▸ **WRITTEN EXERCISE**: Pick out each row that contains the string "wing", and copy those rows. Case counts.

▸ **RECORDS FOR PROCESSING**:

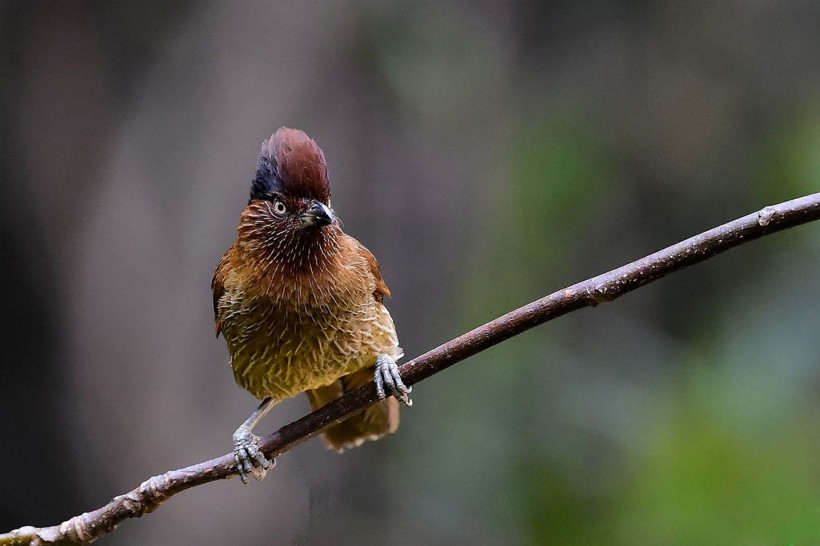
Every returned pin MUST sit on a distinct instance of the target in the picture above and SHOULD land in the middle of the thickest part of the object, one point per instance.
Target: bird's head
(289, 217)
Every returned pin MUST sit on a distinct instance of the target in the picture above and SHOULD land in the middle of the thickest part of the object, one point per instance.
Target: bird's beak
(318, 214)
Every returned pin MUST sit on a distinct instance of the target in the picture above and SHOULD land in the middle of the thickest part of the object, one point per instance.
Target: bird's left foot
(249, 460)
(387, 373)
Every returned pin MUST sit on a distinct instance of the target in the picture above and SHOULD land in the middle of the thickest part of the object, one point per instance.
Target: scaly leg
(249, 460)
(387, 373)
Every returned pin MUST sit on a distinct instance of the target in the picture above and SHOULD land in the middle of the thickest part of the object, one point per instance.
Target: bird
(300, 304)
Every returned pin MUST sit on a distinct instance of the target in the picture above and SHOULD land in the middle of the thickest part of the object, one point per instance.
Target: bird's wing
(218, 288)
(381, 290)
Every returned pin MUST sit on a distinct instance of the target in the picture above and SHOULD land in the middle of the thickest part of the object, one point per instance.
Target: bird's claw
(387, 373)
(249, 460)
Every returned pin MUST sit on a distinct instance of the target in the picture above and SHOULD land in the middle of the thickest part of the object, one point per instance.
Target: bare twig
(603, 288)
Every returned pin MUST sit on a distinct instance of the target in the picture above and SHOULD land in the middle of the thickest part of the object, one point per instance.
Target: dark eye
(279, 208)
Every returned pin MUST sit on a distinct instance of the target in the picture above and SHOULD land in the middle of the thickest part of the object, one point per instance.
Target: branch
(606, 287)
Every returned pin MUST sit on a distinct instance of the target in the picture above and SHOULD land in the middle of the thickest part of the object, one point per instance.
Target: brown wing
(381, 290)
(218, 288)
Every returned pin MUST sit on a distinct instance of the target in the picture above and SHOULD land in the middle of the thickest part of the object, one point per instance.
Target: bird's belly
(281, 358)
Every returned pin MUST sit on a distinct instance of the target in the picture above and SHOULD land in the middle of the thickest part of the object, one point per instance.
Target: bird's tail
(371, 424)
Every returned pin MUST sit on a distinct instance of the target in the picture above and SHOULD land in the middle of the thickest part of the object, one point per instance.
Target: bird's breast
(303, 336)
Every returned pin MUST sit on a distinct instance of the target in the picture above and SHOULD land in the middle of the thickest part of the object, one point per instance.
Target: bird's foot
(249, 460)
(387, 373)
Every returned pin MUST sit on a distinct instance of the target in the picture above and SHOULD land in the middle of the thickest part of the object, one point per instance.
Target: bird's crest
(292, 164)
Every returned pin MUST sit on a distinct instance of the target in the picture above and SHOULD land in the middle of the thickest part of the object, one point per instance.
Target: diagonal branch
(603, 288)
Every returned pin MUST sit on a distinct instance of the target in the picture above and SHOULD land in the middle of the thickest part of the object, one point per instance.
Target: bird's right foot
(249, 460)
(387, 375)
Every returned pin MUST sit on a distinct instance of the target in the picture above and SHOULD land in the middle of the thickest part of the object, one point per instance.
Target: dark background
(488, 153)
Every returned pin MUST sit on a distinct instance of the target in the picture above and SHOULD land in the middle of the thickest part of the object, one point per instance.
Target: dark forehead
(295, 165)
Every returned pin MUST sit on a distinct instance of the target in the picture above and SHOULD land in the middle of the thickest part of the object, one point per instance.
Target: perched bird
(300, 303)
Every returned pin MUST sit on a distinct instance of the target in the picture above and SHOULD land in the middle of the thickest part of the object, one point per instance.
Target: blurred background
(488, 153)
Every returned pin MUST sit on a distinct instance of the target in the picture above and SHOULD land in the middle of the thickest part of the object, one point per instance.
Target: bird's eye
(279, 208)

▸ **SOLVED EXERCISE**:
Target: bird's wing
Target: brown wing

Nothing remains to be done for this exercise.